## [Exercise directions]
Rewrite the entries starting at the line containing "One marker per instance of the hat" and ending at the line containing "80), (190, 18)]" as a two-column CSV with the header instruction,points. Give one row per entry, with each field in double quotes and line breaks inside a field replaced by spaces.
#### Dataset content ####
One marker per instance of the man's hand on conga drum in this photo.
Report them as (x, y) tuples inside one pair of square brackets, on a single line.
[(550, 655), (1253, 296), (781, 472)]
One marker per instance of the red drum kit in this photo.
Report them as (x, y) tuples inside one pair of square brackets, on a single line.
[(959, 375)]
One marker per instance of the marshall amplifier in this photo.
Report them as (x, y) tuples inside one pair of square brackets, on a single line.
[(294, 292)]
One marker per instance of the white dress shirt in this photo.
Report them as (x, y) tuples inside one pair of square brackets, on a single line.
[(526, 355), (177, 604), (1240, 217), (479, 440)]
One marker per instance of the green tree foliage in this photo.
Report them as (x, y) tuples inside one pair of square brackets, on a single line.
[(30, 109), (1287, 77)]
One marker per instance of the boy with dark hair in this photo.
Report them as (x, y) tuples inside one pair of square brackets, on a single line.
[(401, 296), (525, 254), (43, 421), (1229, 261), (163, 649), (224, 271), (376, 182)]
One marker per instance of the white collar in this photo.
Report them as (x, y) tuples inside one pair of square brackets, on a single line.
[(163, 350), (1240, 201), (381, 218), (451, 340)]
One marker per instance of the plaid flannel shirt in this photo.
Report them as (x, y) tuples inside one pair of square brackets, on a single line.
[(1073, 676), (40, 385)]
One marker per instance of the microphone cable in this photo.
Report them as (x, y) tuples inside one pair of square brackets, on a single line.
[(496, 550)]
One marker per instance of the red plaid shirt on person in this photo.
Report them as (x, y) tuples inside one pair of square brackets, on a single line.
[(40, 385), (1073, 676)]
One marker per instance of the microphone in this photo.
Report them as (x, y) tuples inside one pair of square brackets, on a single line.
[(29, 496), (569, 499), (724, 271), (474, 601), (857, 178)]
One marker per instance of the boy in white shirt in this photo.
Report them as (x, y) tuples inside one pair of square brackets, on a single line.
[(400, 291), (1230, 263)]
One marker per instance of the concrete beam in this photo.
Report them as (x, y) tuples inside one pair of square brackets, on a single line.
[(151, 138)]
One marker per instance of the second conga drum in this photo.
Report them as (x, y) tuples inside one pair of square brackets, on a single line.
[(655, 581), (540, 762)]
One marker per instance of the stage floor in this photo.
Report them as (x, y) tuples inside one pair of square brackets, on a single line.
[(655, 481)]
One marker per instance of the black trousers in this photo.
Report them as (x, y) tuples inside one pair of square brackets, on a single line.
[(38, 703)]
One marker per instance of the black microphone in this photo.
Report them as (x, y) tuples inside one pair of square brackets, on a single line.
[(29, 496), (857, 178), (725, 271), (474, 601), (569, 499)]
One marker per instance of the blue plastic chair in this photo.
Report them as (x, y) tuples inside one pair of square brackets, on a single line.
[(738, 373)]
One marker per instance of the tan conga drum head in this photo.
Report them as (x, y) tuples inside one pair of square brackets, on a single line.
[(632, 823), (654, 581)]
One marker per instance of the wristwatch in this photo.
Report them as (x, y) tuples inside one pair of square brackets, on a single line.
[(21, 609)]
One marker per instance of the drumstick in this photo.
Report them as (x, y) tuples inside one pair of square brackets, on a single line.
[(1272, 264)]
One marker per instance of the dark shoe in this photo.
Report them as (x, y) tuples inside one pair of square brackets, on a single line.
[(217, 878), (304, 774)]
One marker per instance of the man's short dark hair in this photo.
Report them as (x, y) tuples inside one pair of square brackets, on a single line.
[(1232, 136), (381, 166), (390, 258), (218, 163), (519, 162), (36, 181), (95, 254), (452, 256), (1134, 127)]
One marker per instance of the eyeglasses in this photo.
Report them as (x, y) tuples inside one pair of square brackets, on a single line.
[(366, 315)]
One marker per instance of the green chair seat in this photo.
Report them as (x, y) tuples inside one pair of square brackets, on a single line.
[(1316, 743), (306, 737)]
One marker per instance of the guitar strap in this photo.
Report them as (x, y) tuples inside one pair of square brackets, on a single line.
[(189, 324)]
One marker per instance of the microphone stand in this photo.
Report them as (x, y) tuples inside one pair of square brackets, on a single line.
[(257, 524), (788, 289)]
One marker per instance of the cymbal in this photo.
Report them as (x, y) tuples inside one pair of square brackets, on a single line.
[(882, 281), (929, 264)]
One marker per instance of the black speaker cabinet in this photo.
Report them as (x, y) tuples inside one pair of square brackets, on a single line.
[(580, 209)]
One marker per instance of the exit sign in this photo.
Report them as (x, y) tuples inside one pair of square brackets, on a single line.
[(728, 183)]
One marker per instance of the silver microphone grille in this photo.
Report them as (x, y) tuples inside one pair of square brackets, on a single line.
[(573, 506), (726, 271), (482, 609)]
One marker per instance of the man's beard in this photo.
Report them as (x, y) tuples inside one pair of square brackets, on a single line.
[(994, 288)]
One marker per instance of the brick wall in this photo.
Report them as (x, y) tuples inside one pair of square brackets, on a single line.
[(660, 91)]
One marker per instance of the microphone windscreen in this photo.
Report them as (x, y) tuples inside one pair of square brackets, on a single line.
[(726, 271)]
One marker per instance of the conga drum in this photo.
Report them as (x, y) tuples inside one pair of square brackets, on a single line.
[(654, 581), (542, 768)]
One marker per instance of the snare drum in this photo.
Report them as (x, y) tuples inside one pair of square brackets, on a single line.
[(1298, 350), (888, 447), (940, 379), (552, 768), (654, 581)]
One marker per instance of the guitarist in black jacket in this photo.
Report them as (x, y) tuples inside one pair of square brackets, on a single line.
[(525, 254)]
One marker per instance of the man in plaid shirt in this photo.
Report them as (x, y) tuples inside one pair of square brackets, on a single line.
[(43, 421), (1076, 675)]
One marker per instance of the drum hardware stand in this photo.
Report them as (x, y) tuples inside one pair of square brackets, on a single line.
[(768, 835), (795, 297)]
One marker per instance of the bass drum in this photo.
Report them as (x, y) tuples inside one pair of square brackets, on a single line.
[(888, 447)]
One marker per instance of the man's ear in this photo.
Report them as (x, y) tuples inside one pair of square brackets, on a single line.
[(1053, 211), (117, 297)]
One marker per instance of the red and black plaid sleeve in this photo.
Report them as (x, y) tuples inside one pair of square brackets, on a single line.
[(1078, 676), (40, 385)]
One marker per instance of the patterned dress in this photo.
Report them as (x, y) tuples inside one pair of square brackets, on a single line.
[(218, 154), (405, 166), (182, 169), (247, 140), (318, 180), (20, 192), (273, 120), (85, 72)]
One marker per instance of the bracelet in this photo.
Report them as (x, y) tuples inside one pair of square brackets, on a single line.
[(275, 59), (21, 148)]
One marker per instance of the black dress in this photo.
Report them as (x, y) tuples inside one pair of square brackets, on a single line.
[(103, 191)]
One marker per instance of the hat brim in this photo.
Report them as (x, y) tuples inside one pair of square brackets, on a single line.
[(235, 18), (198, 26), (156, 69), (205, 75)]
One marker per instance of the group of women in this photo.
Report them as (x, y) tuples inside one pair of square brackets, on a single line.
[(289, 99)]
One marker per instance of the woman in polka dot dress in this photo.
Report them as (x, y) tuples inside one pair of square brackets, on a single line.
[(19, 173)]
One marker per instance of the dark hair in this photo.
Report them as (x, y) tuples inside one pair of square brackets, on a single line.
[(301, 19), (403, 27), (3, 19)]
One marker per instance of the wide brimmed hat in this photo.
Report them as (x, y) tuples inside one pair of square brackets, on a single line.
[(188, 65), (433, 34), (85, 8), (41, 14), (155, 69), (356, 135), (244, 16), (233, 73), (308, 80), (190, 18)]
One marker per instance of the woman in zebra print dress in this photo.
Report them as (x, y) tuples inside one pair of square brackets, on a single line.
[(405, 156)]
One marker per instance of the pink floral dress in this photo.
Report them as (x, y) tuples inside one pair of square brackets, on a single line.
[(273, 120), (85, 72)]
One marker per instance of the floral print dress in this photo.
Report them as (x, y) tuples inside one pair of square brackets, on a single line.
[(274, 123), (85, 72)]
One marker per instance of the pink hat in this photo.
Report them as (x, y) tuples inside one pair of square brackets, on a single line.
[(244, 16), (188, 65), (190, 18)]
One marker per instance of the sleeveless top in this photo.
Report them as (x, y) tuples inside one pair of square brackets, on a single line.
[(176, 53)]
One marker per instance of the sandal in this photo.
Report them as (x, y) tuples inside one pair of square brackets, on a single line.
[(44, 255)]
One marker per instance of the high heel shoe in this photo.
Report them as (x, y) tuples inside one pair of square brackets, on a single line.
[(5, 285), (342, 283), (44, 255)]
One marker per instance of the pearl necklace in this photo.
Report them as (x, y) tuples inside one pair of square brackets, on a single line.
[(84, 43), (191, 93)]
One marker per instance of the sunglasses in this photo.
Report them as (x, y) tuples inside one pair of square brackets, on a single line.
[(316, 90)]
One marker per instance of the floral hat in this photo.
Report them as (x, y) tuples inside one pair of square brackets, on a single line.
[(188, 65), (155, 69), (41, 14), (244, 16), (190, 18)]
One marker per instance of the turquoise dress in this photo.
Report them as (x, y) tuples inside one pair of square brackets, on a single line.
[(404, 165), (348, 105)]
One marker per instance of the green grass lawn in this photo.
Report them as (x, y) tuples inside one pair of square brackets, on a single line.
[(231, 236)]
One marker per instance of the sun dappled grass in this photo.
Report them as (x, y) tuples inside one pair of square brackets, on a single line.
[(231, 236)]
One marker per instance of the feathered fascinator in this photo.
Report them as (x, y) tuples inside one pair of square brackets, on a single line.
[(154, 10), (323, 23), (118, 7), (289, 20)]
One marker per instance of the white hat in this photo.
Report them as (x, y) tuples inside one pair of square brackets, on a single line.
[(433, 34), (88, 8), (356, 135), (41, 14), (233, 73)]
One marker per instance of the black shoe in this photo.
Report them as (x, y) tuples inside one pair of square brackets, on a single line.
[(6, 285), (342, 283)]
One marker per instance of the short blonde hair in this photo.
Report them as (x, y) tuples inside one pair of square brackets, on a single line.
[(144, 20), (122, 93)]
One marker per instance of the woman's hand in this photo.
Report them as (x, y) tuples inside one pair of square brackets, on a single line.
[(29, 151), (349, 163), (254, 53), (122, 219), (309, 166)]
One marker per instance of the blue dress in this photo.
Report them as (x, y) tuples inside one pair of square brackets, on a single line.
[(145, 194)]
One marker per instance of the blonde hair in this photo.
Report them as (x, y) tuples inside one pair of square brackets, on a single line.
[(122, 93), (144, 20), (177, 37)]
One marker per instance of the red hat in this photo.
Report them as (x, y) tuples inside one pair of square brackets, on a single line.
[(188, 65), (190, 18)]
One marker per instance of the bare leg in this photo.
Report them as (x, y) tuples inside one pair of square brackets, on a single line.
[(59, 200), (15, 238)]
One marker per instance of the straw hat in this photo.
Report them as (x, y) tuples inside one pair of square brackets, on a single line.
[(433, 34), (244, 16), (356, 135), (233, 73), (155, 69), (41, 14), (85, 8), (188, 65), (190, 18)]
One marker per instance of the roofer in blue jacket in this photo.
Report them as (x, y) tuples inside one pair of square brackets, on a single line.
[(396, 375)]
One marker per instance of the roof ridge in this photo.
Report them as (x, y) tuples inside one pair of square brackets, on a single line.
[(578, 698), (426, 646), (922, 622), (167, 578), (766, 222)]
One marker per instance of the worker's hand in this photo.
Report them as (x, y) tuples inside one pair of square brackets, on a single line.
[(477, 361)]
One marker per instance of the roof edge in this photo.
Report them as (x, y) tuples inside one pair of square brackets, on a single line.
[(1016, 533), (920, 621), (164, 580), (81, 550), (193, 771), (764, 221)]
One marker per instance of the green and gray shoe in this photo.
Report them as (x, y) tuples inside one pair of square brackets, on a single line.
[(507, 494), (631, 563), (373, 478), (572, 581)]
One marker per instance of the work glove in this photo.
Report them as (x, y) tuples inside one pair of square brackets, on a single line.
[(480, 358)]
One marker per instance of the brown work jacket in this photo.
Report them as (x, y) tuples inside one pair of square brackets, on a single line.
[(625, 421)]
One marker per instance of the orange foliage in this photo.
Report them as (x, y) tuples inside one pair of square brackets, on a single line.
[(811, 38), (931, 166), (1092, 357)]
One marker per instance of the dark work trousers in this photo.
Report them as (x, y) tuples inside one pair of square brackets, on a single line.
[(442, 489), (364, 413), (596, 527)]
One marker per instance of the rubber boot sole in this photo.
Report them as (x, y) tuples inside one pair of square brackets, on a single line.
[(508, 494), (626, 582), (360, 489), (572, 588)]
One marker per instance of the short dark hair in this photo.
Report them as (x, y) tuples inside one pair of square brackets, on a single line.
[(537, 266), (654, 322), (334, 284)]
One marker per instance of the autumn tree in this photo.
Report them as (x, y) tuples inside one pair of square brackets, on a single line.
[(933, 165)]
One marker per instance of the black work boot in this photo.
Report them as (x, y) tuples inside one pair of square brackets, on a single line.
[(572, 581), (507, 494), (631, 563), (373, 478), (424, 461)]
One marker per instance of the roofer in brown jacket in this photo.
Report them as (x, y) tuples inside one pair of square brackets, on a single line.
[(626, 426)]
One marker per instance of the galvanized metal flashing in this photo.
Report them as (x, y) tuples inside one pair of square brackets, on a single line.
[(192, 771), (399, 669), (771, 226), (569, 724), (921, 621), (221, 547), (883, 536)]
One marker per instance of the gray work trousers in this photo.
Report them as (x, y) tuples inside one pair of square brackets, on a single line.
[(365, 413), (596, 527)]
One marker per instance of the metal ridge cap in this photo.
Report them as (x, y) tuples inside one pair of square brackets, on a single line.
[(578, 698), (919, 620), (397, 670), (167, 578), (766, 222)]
####
## [The answer]
instruction,points
"One marker per instance of the hat brim in this photo. Report them as (x, y) tuples inside one pair of square brackets, on a single line.","[(235, 18), (198, 26), (156, 69), (205, 75)]"
"One marker per instance of the group of women in this photo. Report them as (x, y) tuples inside one pair of square brackets, on a single line.","[(289, 99)]"
"One marker per instance of the woman in polka dot dress in this photo. Report them as (x, y) tuples inside one pair of square brackets, on a single line.","[(19, 173)]"
"One marker per instance of the dark hair in this photo. Report them as (x, y) tuples inside one pair of square brackets, on a single line.","[(301, 19), (403, 27), (3, 19)]"
"One marker per instance of the wide brimmed hat in this photo. Report them as (x, y) tuples inside one pair of square brackets, on a single line.","[(188, 65), (433, 34), (85, 8), (41, 14), (155, 69), (356, 135), (244, 16), (233, 73), (308, 80), (190, 18)]"